[Task brief]:
Copy every one of the records below word for word, but leave the pictures out of your copy.

BEGIN Provided data

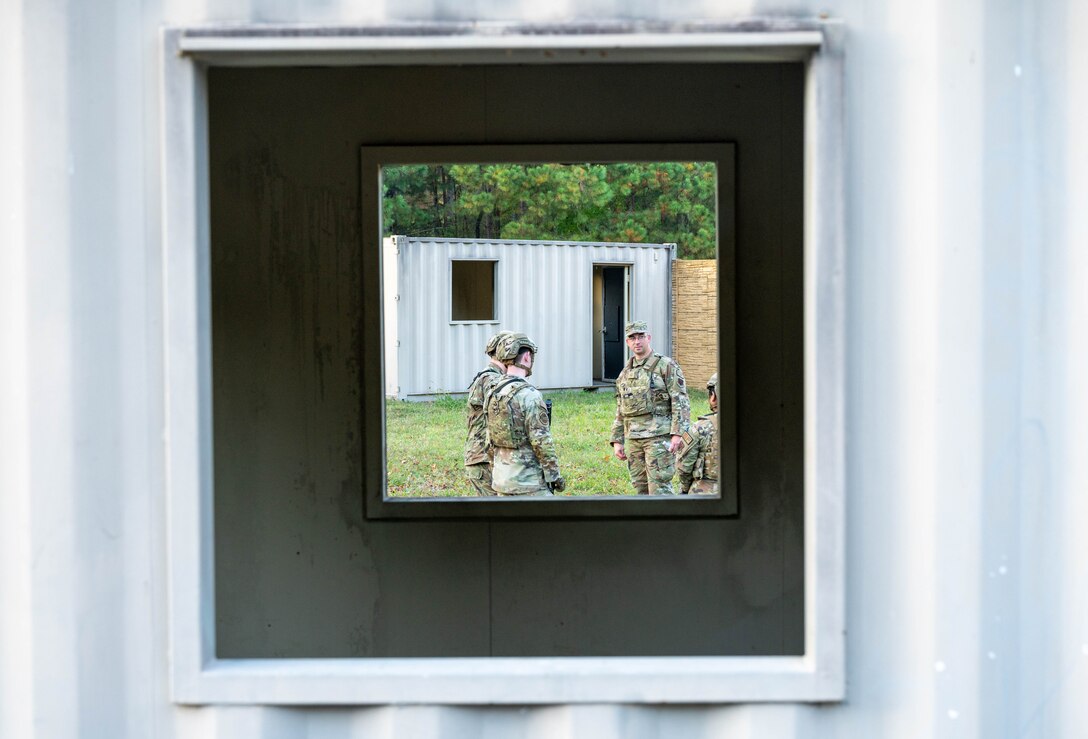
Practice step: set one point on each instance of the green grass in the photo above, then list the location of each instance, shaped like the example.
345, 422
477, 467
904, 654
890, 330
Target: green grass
427, 444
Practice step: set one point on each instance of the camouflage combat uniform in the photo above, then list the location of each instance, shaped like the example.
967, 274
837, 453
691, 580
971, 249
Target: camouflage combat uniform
699, 457
651, 407
477, 454
520, 435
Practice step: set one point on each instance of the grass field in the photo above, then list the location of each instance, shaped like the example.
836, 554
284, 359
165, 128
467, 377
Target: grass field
427, 444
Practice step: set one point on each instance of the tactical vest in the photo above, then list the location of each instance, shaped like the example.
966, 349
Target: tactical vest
706, 466
639, 395
506, 421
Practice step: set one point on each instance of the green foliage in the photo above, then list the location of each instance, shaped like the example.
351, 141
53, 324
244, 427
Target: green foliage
425, 444
631, 201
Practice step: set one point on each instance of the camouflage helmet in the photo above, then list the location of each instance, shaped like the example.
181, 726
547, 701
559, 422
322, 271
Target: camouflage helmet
514, 345
494, 343
511, 345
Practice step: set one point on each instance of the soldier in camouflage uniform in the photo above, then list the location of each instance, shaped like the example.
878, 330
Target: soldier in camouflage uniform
477, 453
652, 414
699, 456
518, 428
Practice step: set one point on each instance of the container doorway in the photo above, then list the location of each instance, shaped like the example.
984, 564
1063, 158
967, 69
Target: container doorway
612, 288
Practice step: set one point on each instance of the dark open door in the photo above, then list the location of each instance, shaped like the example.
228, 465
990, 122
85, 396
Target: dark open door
615, 315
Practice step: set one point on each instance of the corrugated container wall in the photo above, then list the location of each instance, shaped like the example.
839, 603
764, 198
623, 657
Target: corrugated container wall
542, 288
966, 409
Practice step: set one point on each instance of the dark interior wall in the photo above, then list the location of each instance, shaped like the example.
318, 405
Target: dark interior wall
299, 571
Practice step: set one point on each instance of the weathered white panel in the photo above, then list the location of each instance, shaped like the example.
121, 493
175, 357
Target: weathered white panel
82, 480
542, 288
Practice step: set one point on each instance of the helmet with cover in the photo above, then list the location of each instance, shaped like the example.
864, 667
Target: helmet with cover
511, 347
495, 342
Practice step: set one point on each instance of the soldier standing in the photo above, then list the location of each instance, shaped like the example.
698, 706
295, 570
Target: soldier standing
477, 453
652, 413
699, 456
518, 427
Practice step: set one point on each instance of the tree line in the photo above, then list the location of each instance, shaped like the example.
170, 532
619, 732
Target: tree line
632, 201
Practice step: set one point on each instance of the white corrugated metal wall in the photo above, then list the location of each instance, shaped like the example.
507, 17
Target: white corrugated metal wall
967, 411
542, 288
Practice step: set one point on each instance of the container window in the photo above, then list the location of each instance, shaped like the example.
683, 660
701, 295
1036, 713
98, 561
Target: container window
472, 291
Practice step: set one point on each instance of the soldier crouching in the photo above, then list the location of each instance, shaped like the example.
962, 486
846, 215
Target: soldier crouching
699, 457
518, 429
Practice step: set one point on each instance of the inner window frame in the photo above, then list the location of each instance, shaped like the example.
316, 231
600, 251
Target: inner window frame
379, 505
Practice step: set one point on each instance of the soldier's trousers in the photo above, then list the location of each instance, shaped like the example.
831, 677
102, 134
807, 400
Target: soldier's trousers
479, 477
651, 465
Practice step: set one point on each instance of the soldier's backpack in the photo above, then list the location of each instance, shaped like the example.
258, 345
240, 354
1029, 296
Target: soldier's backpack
635, 391
506, 422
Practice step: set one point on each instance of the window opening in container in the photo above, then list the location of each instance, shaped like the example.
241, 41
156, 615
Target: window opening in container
472, 290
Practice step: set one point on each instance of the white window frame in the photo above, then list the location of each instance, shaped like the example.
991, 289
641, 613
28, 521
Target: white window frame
198, 677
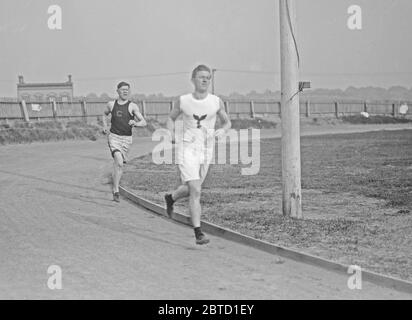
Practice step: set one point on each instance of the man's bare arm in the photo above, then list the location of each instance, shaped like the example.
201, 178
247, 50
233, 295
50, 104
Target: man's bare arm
107, 111
170, 124
139, 120
226, 123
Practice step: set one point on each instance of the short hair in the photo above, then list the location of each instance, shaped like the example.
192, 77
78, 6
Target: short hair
121, 84
199, 68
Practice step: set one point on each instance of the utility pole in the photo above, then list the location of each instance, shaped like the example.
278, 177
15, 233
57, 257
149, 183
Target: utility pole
213, 81
291, 182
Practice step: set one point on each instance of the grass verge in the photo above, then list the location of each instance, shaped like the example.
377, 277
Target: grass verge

END Provided data

[Completed exercise]:
Practice step: set one point on each instance of the green grass in the photo above, then list the location of each instance, shaped like the example.
345, 422
477, 467
904, 654
890, 330
Target: green grass
427, 444
Practice step: set one point on each instance of the camouflage combat uniform in the photo above, then list the location of each instance, shaped like the example.
967, 274
837, 453
691, 580
971, 249
Target: camouflage combat uniform
699, 457
651, 407
477, 454
520, 435
Practice step: set one point on each instance of the grass field in the photo above, then list the location of each instance, shaped like the example.
836, 554
284, 359
165, 128
467, 377
Target: grass field
427, 444
Practice step: set one point on each instance of the tactical vest in the photo above, then list the location of each instance, shaped like the example.
966, 349
Target: tactical vest
706, 466
639, 395
506, 421
Practice step: set one point on each instance of the green foliage in the photo above, then list the location of each instance, shaped like the example.
351, 141
53, 324
244, 427
Target: green foliage
425, 444
631, 201
Practice step: set one point on each instance of the camouflage helmet in the photo above, then list the location of each instance, shaped like the example.
181, 726
547, 701
559, 422
322, 271
Target: camouflage helmet
514, 345
494, 343
511, 345
Practice step: set one point on each instance of the soldier in camouflage uniform in the photo above, then list the location of each instance, shaped like the example.
878, 330
Target: soldier in camouflage uniform
477, 453
652, 414
699, 456
518, 428
Practice step: set one point on each instance of the container doorway in the photo above, then list the location of each instance, shaped like the example.
984, 564
1063, 158
967, 69
Target: container doorway
612, 288
Practice step: set one point on each instance of the dark open door in the photo above, then list the location of each instance, shaped like the example.
228, 465
990, 122
85, 396
Target: dark open door
615, 315
Practice step: set one point on each instance of the corrugated container wall in the photo above, then list the location of each instance, shaped like the example.
839, 603
764, 198
623, 657
Target: corrugated container wall
542, 288
966, 409
Practice step: set one point on each instance of the dark interior wall in the photo above, then list the location of each instance, shaped like the example.
318, 405
Target: dark interior wall
299, 571
Practice step: set one point on each instance of the weathered white panel in the photo above, then list the location of each instance, shaped like the example.
121, 493
175, 357
Target: weathered white panel
82, 480
542, 288
Practice step: set one point on each instance of the helmet with cover in the photo above, then list the location of each instance, shaped like the example.
864, 667
Target: helmet with cover
511, 347
495, 342
Practice step: set one point on each instance of the soldier standing in the photo above, then list the location of each instance, shaped like the example.
698, 706
295, 570
Target: soldier standing
477, 453
652, 413
699, 456
518, 427
Practice step: set one point on each instance of the tree line in the photo above, then list the location of each instance, shaped like the example.
170, 532
619, 732
Target: tree line
632, 201
Practice step: set one point on each instance of the white corrugated metal wall in the photo above, then list the location of each instance, shaped like the example.
507, 17
Target: white corrugated metal wall
967, 411
542, 288
Practice step: set one point on each instance of the container window in the photo above, then list the location of each instance, shaped like the example.
683, 660
701, 295
1036, 713
98, 561
Target: container window
472, 291
Practice step: set one point on each instance of the soldier crouching in the photo above, then list the location of each instance, shaped like the example.
962, 486
846, 215
Target: soldier crouching
699, 457
518, 429
Practice step: set one point on each instance of the inner window frame in the photo above, then list the location of each instance, shaped like the example.
316, 231
600, 251
Target: inner window frame
379, 505
Practice step: set one point on each instance of the soldier's trousers in the photo above, then list the location of each instance, shaped like the example.
831, 677
102, 134
807, 400
Target: soldier's trousers
479, 477
651, 465
Practice step: set one point on each instance of the soldier's backpack in the photo above, then list the location of each instance, shaped like the example.
258, 345
240, 354
1029, 296
Target: soldier's backpack
635, 391
506, 422
Practice step: set one point on each instance of the window opening in container in the photo above, then list the location of each instance, shaped like the example.
241, 41
156, 615
Target: window opening in container
472, 290
Practice step: set one point on each instance of the white window frame in the photo above, then list the location of each instance, shaped like the example.
991, 289
641, 613
28, 521
Target: white window frame
198, 677
Practice step: set one point on each instance of the man's bare arm in the photo above, then list the location of each instance, shaped like the example.
201, 178
247, 50
233, 295
50, 104
Target: man's bare arm
107, 111
170, 124
139, 120
226, 123
Practice step: set one point on each instance of the short hair in the photo above, then list the location of each instance, shaped like the example.
192, 77
78, 6
Target: short hair
121, 84
199, 68
Practice step: set one point on each instance of the utility pole in the photo above, then list the location of each instance, shaped like the example.
278, 177
15, 233
57, 257
149, 183
Target: utility pole
213, 81
291, 182
Practice step: set one point on each instance of the grass verge in the photo above, then list the location of each instance, shaped like the example.
377, 277
Target: grass verge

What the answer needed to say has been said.